■ **WHAT IS NEEDED**: In the extract on leukaemia research, by roughly how much did PARP inhibitors reduce leukaemia growth in mice with acute myeloid leukaemia?
Top of EXTRACT
Drugs that have shown promise in treating breast and ovarian cancer patients who carry the BRCA 'cancer genes' could be used to improve the outlook for other types of cancer such as leukaemia, researchers have suggested.

In mice with acute myeloid leukaemia (AML), drugs called PARP inhibitors reduced leukaemia growth by around 90%, doubling survival times. Similar effects on cell growth were seen in leukaemia patients' cells studied in the laboratory.

The results were so promising that the researchers believe PARP inhibition may represent a new approach to targeting this type of leukaemia. It is diagnosed in around 2,400 people each year in the UK and currently only one in five survive past five years.

The research was funded by the blood cancer charity Bloodwise with additional funding from Cancer Research UK.
Bottom of EXTRACT
Top of DATA LISTING
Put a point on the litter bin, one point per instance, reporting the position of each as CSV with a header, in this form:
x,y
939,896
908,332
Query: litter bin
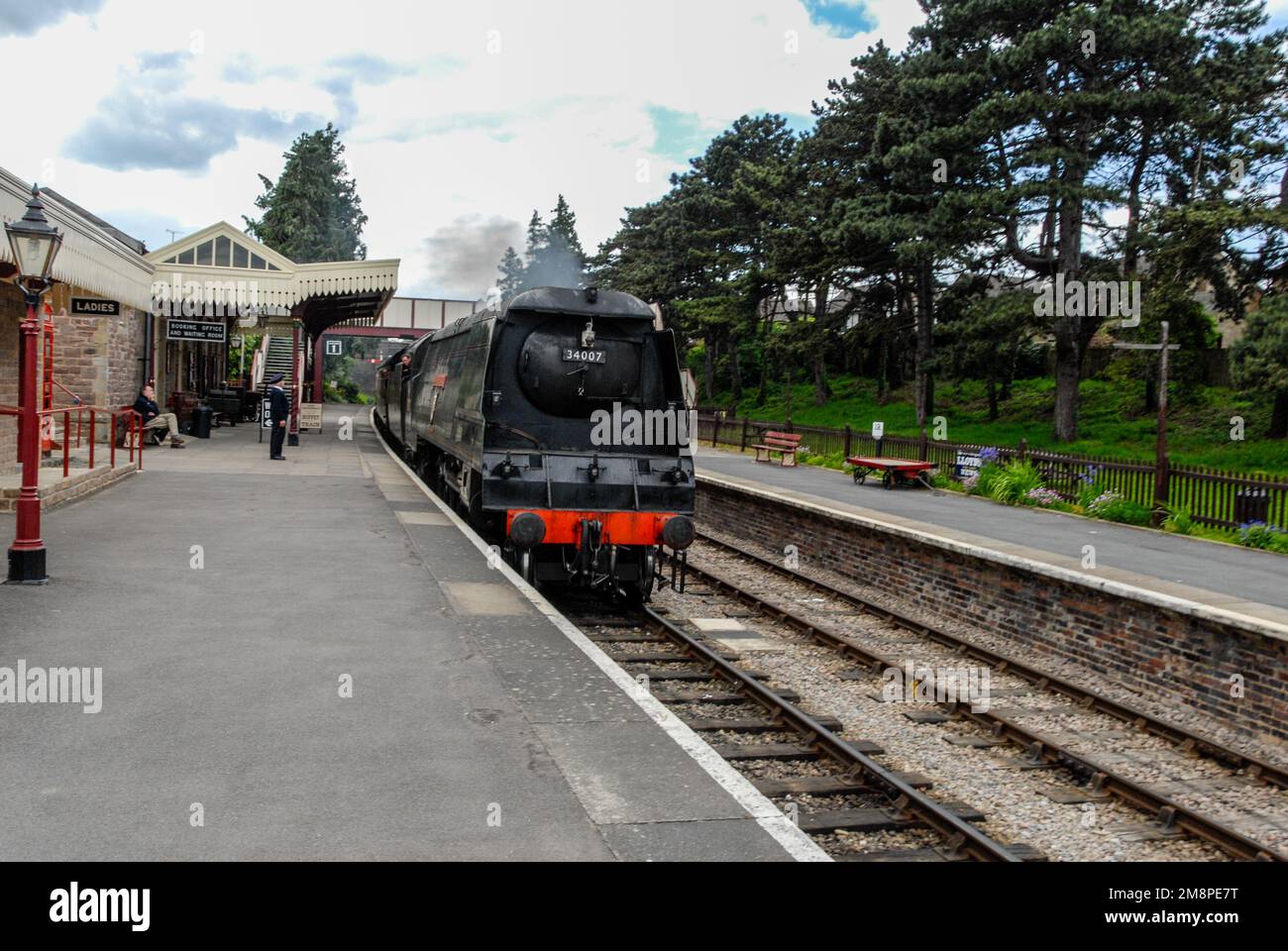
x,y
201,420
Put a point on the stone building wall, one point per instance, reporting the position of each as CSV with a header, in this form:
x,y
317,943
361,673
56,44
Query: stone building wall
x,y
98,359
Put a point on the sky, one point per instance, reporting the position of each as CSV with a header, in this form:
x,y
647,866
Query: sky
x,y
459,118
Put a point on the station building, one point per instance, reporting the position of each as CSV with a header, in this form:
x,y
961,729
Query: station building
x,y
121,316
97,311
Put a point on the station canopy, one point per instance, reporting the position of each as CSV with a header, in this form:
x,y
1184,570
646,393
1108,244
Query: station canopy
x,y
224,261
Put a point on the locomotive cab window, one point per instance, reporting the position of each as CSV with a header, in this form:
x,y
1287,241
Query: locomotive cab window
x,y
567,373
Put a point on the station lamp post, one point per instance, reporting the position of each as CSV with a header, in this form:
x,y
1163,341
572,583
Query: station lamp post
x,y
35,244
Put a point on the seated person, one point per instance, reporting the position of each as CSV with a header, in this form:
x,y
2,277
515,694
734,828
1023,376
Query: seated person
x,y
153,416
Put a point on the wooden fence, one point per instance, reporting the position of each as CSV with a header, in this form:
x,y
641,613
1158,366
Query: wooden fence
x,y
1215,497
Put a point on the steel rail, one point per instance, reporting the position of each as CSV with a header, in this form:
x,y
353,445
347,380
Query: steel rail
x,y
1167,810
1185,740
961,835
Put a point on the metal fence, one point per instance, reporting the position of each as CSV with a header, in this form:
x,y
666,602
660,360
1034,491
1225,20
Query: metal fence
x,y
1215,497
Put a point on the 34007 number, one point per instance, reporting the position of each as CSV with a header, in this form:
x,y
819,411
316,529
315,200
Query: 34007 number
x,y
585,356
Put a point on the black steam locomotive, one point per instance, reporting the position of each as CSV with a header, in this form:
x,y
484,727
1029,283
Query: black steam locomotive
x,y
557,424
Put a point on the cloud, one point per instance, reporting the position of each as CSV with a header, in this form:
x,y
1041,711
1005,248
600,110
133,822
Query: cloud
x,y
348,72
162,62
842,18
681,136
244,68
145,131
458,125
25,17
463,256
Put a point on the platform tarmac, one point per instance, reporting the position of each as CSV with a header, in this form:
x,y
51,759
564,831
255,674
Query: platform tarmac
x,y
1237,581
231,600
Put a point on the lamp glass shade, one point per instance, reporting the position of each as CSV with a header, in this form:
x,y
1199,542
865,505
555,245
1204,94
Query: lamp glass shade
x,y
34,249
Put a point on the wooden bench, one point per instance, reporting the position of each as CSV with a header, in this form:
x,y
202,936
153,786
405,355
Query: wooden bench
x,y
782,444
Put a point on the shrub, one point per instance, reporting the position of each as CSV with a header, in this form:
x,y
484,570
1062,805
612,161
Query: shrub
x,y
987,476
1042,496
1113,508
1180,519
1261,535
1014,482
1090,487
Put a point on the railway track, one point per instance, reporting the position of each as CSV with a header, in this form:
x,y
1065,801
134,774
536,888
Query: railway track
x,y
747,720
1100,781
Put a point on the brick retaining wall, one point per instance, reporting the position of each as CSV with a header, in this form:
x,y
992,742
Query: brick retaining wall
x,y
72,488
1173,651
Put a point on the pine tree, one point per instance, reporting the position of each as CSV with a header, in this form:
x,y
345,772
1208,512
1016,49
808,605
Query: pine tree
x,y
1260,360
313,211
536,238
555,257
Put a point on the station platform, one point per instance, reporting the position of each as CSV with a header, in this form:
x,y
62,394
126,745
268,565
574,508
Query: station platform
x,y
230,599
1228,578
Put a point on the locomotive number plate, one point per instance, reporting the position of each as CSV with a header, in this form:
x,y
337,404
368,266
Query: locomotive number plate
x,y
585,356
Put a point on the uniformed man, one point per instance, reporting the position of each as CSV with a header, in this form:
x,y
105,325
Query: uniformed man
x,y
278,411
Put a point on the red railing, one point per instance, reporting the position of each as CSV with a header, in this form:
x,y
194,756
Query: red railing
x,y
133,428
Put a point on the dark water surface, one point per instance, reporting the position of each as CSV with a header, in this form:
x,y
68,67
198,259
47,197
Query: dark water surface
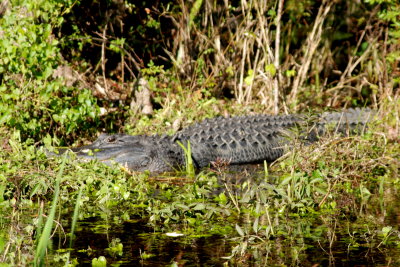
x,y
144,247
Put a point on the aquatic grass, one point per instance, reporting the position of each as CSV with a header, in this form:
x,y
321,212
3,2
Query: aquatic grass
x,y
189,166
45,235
Bottom of DATA LISTING
■ **EXERCISE ANSWER**: By around 90%.